Childhood maltreatment has been associated with arterial stiffness. This relationship has not been examined specifically among women at midlife, a time of increased arterial stiffness in women. This study tested whether childhood maltreatment is associated with arterial stiffness among a cohort of midlife women.
Methods and Results
A total of 162 nonsmoking perimenopausal and postmenopausal women free of clinical cardiovascular disease (mean age, 54 years; 72% White race, 23% Black race, and 5% Asian/Pacific Islander or Mixed race) completed the Child Trauma Questionnaire at baseline. At a follow‐up visit 5 years later, blood pressure and carotid‐femoral pulse wave velocity (a measure of arterial stiffness) were assessed. Relationships between childhood maltreatment and carotid‐femoral pulse wave velocity were tested in linear regression models, adjusting for time between visits, age, race and ethnicity, education, body mass index, heart rate, hypertension medication, and diastolic blood pressure. Seventy‐one women (44% of the sample) met criteria for a history of childhood maltreatment. Women with a history of childhood maltreatment had higher carotid‐femoral pulse wave velocity (B [SE]=0.47 [0.21]; P=0.03) than women without this history, controlling for time between visits, age, race and ethnicity, education, body mass index, heart rate, hypertension medication, and diastolic blood pressure.
Among these midlife women, childhood maltreatment was associated with arterial stiffness, highlighting the potential long‐term cardiovascular implications of childhood maltreatment.
§ §
Take the text on childhood maltreatment and arterial stiffness from "Among these midlife" through "implications of childhood maltreatment." and write it out again, changing "midlife women" to "women at midlife".

**MATERIAL PROVIDED**:
§ §
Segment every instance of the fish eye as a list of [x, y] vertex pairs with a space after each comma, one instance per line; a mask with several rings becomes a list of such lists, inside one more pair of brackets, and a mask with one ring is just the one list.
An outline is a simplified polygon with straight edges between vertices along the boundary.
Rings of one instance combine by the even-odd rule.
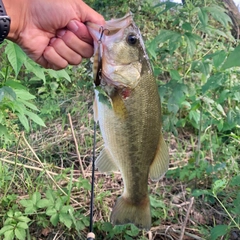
§ §
**ANSWER BOX**:
Among these women at midlife, childhood maltreatment was associated with arterial stiffness, highlighting the potential long‐term cardiovascular implications of childhood maltreatment.